» **Action item**
Reproduce verbatim the stretch of the material below from its start through the line containing "positive clicks: (20, 50)", with both ends included. Omit the pictures from your answer.

» **Data under study**
"""

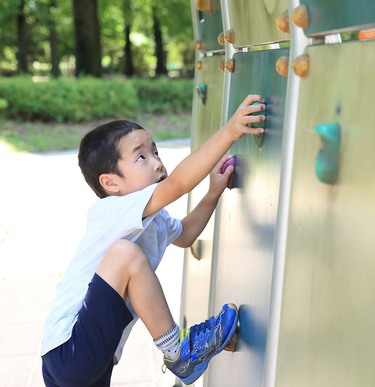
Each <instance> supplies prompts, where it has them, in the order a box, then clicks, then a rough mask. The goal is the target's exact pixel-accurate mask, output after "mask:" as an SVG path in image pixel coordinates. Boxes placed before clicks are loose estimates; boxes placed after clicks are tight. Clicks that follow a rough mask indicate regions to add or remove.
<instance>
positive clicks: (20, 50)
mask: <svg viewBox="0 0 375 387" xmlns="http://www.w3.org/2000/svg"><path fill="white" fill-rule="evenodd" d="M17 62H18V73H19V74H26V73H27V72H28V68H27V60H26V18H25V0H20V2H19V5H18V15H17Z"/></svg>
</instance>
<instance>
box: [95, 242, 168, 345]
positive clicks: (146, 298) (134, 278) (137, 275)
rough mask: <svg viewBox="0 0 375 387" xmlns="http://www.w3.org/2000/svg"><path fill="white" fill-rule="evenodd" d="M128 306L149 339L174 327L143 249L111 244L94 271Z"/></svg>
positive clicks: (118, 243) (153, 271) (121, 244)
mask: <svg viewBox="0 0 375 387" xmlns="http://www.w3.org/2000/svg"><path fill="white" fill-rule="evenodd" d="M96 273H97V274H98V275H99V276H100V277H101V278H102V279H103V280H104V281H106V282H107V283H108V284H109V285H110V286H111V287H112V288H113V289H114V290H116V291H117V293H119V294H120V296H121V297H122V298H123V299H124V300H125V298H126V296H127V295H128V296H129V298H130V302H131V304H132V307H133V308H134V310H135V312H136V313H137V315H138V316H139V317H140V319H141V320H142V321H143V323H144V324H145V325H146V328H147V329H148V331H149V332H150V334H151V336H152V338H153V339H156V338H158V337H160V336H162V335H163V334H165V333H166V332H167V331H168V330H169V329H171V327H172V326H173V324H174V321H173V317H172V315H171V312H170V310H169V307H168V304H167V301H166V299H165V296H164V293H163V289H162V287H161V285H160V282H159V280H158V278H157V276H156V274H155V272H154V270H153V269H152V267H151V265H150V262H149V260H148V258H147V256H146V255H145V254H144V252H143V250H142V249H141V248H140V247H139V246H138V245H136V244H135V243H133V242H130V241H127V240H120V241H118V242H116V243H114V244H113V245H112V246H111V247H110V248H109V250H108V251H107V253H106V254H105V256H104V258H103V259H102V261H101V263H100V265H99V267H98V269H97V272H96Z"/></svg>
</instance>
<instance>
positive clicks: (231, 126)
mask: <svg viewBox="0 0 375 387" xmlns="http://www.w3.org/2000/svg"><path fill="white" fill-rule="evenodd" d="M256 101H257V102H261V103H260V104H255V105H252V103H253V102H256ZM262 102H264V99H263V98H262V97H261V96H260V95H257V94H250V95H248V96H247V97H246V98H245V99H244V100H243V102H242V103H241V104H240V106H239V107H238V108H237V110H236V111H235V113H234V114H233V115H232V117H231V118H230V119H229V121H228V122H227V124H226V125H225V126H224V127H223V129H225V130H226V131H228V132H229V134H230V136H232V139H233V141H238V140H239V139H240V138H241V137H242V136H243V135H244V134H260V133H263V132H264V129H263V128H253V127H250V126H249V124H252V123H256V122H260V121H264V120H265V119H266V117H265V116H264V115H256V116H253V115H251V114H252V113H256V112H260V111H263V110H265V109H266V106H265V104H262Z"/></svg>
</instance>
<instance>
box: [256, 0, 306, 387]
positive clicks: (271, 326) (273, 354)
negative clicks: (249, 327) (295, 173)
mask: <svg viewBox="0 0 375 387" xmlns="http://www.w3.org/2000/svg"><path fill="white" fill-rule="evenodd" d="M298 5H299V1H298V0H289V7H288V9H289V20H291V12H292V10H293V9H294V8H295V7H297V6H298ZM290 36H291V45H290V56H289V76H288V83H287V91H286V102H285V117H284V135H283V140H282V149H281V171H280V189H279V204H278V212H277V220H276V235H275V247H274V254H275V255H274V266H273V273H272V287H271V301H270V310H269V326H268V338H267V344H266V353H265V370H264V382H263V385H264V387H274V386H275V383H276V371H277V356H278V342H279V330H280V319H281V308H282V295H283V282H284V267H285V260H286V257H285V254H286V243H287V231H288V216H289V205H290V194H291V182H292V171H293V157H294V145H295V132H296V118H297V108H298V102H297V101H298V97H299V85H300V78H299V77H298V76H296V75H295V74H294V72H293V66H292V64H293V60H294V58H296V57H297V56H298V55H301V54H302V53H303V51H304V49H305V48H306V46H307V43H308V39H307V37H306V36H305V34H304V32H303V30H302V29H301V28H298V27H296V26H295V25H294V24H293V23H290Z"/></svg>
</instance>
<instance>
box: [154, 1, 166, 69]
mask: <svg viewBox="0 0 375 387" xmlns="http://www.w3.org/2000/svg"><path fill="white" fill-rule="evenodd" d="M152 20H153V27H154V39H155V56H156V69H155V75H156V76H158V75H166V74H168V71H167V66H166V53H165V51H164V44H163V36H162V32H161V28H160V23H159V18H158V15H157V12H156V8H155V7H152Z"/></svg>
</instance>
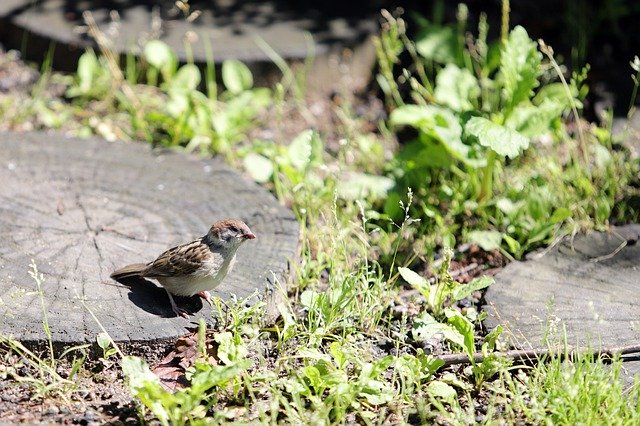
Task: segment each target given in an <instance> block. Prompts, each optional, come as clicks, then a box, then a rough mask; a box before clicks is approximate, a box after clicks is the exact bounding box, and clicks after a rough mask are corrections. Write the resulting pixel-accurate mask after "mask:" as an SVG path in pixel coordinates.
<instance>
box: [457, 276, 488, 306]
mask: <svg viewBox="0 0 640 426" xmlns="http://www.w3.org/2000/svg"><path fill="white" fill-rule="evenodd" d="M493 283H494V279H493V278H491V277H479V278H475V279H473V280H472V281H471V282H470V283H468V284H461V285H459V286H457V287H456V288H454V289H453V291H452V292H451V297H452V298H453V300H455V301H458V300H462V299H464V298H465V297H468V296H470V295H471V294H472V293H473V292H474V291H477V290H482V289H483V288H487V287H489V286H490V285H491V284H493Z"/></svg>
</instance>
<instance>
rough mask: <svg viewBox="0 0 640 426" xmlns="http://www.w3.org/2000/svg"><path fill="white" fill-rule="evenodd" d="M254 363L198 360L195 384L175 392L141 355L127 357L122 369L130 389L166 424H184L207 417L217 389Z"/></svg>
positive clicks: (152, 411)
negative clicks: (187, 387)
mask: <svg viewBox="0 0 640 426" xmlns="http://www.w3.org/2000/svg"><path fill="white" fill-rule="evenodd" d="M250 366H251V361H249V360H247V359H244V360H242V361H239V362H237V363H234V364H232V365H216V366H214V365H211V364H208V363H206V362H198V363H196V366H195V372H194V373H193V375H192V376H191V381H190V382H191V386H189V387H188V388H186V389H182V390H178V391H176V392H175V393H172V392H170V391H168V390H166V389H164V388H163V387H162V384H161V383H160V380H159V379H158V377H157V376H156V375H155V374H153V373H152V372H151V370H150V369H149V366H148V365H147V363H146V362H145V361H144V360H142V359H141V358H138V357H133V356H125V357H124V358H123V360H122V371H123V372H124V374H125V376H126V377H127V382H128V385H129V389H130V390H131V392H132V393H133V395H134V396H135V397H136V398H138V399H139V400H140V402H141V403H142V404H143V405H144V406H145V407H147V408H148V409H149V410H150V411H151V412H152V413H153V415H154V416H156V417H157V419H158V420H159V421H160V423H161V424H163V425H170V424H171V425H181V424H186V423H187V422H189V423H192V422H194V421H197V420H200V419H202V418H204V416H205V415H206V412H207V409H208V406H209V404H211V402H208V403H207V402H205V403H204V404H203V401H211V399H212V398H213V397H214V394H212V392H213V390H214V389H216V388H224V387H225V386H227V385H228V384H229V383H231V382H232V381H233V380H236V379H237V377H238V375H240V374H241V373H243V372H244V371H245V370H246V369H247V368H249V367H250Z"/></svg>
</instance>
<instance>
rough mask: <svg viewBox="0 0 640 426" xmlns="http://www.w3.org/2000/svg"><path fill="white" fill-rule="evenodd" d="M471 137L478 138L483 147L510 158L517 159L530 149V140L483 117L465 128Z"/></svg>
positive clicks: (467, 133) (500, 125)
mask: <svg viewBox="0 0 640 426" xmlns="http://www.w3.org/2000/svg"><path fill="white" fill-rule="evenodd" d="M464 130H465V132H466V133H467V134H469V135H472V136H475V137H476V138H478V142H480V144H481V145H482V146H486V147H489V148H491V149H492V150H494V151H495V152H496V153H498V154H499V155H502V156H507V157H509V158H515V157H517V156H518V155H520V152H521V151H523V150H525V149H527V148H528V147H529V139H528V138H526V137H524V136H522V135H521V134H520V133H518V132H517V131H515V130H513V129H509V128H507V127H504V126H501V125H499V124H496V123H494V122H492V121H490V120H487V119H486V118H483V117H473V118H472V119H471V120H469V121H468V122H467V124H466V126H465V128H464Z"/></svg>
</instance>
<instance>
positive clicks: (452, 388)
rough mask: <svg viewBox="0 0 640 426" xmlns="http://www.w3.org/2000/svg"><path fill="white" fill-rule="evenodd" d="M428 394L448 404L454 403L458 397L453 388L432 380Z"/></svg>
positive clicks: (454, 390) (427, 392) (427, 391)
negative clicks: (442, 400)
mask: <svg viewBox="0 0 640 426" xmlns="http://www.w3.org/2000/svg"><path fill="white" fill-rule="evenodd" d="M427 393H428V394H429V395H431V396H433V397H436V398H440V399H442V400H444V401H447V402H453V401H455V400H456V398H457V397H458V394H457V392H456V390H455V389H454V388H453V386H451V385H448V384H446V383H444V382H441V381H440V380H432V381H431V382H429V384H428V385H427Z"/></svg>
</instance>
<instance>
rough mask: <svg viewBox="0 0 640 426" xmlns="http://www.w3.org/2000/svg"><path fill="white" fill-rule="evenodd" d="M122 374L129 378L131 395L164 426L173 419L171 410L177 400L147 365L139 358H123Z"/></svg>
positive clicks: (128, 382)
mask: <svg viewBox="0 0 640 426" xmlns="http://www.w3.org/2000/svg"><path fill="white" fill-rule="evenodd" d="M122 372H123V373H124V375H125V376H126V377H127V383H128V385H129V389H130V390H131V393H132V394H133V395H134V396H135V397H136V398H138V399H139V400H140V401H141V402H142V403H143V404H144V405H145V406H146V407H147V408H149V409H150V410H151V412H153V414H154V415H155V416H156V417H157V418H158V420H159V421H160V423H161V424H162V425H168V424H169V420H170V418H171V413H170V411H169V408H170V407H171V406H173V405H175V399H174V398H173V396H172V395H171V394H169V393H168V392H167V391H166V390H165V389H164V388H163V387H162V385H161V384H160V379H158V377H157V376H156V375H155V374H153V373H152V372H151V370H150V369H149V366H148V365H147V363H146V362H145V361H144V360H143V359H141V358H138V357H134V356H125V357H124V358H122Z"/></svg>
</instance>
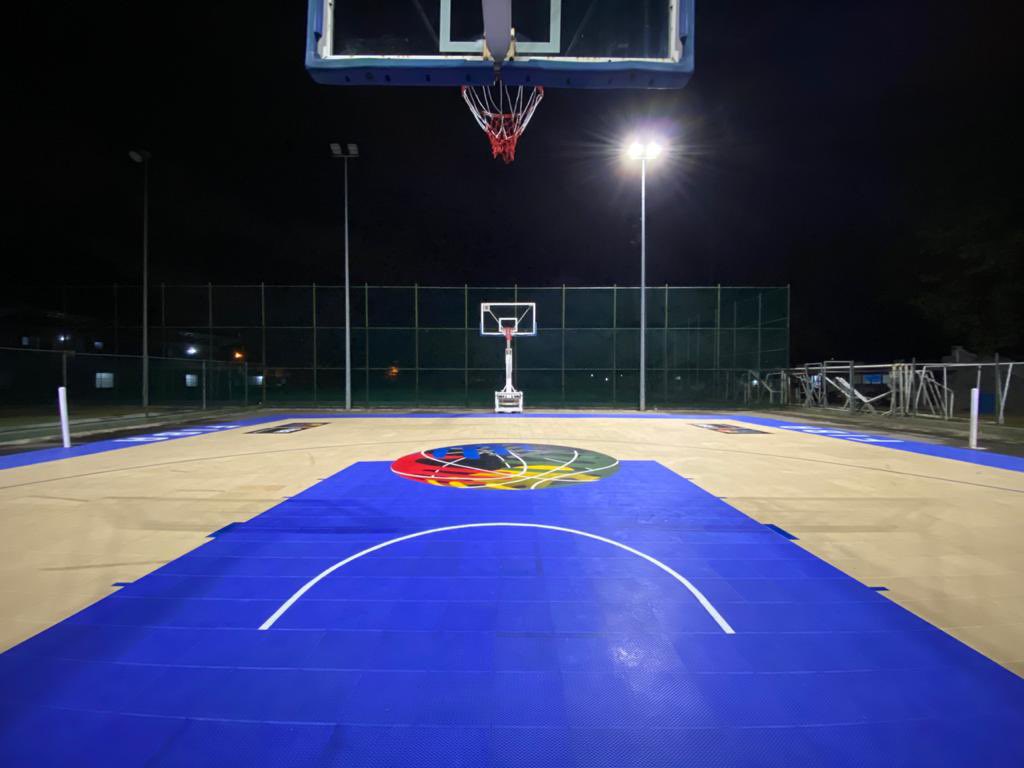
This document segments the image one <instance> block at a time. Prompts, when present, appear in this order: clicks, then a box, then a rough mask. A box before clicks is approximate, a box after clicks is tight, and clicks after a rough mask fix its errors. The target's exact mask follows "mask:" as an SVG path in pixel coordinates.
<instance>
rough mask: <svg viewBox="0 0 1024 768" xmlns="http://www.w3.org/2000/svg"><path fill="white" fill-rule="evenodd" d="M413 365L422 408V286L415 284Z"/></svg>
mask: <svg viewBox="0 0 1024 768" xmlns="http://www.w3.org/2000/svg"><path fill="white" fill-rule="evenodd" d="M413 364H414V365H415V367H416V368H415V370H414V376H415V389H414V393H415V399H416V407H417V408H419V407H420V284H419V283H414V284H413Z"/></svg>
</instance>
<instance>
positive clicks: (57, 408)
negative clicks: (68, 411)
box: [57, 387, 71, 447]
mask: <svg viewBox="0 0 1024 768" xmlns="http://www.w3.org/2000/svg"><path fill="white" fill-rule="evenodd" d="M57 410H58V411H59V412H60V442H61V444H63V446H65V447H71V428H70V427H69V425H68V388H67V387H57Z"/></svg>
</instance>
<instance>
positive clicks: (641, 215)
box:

"""

» **Worked solution**
Each <instance> supplies prompts, where it has them, in the order a box, then clicks, then a rough mask. The goal is the target's exact pixel-accurate mask, output after "mask:" as an SVG path in image pixel coordinates. Boxes placed before clicks are loose estimates; boxes placed after clicks are tight. Clicks that follow a rough mask indicate regions to add or remove.
<instance>
positive clicks: (20, 50)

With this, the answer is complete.